BEGIN

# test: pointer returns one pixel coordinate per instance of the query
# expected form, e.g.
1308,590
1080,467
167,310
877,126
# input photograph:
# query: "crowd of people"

END

:: WHAT IS EXPECTED ::
Retype word for word the line above with "# expected form, e.g." and all lines after it, nothing else.

:: RESULT ::
# expected form, e.g.
1308,590
1080,467
167,310
877,126
# input photograph:
# query: "crowd of people"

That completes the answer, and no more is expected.